Exercise description
Transcribe precisely those lines of the listing that fall between the line containing "the white cleat" and the last line, inclusive of both.

Point labeling dataset excerpts
-- Start --
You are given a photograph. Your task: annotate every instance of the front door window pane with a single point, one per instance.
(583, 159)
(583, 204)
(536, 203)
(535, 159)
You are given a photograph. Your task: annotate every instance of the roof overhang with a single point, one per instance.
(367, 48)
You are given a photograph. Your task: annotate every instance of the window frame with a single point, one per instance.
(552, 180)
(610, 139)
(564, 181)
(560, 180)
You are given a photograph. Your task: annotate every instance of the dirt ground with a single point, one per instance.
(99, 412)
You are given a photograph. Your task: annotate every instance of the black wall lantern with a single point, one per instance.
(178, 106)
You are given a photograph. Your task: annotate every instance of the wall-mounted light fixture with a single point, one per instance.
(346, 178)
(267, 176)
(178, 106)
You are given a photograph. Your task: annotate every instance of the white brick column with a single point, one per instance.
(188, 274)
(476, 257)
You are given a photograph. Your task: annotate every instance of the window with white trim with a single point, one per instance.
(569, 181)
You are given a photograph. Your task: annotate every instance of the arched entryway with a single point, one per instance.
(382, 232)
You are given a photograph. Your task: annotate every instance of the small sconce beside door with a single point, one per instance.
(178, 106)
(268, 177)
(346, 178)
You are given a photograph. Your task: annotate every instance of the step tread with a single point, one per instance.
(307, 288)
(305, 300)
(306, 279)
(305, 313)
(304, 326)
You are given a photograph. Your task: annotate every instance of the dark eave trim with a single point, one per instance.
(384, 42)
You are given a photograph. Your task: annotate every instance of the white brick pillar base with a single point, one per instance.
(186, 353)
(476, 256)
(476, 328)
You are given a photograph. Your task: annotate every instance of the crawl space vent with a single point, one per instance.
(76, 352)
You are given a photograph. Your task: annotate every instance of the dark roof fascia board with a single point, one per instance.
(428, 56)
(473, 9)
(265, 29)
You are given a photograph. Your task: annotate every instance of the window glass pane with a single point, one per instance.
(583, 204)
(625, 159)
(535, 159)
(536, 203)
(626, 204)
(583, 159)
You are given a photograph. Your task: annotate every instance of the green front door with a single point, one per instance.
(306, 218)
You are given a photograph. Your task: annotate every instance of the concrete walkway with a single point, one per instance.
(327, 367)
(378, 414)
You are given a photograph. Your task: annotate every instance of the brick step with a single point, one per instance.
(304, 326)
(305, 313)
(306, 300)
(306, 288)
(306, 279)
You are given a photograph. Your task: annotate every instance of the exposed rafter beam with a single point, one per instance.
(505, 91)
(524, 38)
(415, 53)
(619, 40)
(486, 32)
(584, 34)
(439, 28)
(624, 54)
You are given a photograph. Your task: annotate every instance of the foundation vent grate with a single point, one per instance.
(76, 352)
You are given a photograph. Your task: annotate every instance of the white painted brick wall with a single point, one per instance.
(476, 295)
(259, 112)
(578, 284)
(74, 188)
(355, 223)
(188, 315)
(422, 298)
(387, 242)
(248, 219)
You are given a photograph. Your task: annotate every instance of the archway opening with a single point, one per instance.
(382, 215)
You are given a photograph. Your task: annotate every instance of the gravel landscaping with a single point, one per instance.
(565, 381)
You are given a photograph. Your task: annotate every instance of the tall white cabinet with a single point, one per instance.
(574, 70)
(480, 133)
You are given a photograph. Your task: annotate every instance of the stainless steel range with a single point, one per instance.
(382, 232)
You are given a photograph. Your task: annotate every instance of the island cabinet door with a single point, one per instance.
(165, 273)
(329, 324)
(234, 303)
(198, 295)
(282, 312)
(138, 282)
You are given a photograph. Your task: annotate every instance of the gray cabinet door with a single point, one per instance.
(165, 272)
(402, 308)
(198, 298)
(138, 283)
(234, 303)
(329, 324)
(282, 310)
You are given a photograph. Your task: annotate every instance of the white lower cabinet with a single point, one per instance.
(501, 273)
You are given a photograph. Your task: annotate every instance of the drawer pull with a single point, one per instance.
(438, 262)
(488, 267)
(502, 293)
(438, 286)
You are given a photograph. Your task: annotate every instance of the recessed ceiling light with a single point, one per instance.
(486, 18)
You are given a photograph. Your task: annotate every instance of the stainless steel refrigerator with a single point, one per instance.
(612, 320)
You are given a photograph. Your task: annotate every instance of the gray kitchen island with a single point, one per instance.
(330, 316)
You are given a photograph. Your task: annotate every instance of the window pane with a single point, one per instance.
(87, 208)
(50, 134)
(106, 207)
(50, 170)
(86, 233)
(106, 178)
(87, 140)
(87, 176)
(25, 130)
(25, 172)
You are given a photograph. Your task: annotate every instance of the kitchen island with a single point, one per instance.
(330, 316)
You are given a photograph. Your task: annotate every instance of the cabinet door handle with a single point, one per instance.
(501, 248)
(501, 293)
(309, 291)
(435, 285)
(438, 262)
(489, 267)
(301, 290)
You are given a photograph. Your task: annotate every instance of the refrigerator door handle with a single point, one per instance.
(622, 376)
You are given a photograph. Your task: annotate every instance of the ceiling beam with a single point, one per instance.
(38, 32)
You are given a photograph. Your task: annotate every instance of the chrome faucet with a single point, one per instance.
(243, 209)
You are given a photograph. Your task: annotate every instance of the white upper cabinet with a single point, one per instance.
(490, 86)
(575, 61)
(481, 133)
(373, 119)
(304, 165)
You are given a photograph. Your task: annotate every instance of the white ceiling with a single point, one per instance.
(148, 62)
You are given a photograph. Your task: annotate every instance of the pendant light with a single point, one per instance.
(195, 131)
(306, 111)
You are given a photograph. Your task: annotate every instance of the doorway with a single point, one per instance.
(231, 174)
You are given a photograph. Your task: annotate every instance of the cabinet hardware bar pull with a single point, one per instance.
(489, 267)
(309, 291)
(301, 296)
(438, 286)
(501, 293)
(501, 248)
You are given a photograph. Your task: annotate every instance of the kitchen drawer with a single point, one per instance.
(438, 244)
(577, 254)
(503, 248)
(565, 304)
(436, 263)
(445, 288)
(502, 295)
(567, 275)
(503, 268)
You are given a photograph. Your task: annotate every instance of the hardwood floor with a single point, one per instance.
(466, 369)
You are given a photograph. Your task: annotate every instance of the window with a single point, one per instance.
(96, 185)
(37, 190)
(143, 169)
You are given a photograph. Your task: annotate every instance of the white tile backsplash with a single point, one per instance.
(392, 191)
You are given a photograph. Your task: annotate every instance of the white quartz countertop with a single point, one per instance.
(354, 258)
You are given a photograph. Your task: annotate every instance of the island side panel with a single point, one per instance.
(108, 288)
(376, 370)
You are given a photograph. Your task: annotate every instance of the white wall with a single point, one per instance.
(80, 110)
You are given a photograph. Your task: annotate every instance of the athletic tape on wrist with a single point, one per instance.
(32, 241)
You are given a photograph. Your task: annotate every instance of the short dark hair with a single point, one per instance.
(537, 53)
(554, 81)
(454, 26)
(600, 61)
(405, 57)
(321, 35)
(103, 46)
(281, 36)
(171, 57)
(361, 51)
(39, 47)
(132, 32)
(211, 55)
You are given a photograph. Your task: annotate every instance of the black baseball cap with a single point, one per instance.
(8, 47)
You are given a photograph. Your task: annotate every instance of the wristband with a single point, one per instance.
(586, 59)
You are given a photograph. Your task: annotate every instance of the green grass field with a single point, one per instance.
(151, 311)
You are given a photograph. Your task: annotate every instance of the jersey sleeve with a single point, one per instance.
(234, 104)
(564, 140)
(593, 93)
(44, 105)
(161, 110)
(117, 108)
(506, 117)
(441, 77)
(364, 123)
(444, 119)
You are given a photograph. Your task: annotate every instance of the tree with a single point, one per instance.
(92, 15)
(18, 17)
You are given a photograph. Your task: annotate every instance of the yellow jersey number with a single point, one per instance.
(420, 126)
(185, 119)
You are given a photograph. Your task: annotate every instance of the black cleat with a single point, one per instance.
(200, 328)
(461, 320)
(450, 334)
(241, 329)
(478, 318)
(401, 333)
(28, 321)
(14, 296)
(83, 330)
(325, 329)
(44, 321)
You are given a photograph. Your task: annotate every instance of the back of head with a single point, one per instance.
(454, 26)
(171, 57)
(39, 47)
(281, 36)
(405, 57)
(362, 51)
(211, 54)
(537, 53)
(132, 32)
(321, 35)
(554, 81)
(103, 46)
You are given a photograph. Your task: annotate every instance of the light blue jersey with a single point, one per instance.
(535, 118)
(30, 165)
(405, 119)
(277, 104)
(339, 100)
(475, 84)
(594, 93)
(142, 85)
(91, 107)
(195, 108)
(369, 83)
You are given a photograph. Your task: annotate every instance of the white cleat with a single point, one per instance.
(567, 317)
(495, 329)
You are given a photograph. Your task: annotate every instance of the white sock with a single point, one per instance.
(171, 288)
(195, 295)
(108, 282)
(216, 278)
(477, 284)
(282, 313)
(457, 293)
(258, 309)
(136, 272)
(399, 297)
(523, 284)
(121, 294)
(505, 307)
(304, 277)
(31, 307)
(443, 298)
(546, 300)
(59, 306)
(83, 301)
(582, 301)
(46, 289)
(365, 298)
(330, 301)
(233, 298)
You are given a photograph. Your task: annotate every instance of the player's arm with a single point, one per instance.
-- End --
Written response
You are given a photograph. Your task: annotate every instance of the white cleat with a single point, one per instance.
(567, 317)
(495, 329)
You are given a photograph. Your task: annotate every instance of the white sock with a single point, one per instance.
(171, 288)
(195, 295)
(108, 282)
(216, 278)
(477, 284)
(282, 313)
(457, 293)
(258, 309)
(136, 272)
(399, 297)
(523, 284)
(121, 294)
(505, 307)
(304, 277)
(31, 307)
(443, 298)
(546, 300)
(59, 306)
(83, 301)
(582, 301)
(46, 289)
(365, 298)
(330, 301)
(233, 298)
You are given a photograph. Your task: annotate every instance of the player's arm with a single point, one per instance.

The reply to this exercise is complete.